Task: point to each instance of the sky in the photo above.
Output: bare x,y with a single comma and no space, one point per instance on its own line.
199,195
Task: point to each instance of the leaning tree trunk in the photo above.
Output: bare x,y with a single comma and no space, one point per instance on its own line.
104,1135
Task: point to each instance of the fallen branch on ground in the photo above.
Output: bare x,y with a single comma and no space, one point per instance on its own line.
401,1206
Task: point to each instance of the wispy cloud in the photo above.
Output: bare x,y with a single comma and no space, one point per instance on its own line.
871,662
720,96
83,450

--

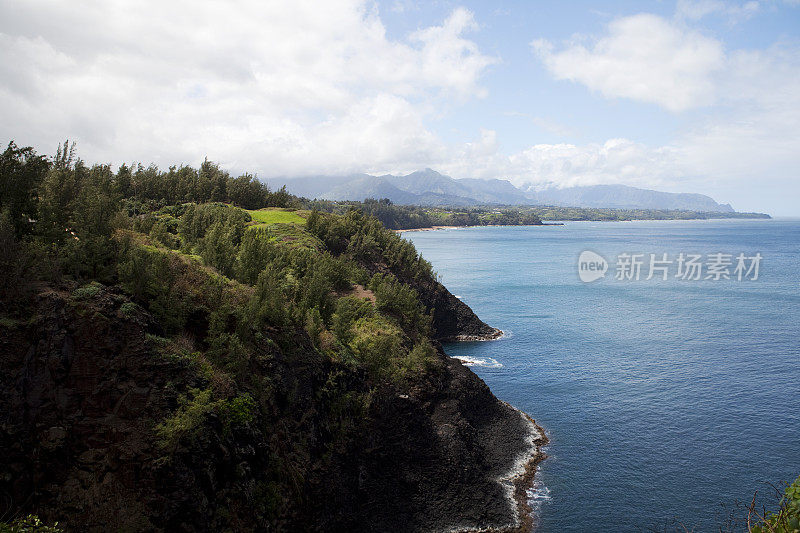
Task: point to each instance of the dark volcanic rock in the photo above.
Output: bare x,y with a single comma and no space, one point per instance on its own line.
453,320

* **WORK INSTRUCTIONS**
Copy exactly the stretch of data above from the line with "Task: point to each instance of the sky" through the line with "Task: point to each instance of the leaning", and omit all other lines.

* **REPLY TO THE EXERCISE**
Task: point to each instance of the sky in the photo above.
Output: bare x,y with a single comma and no space, one point per instance on its own line.
199,195
Task: point to each instance of the leaning tree trunk in the photo above.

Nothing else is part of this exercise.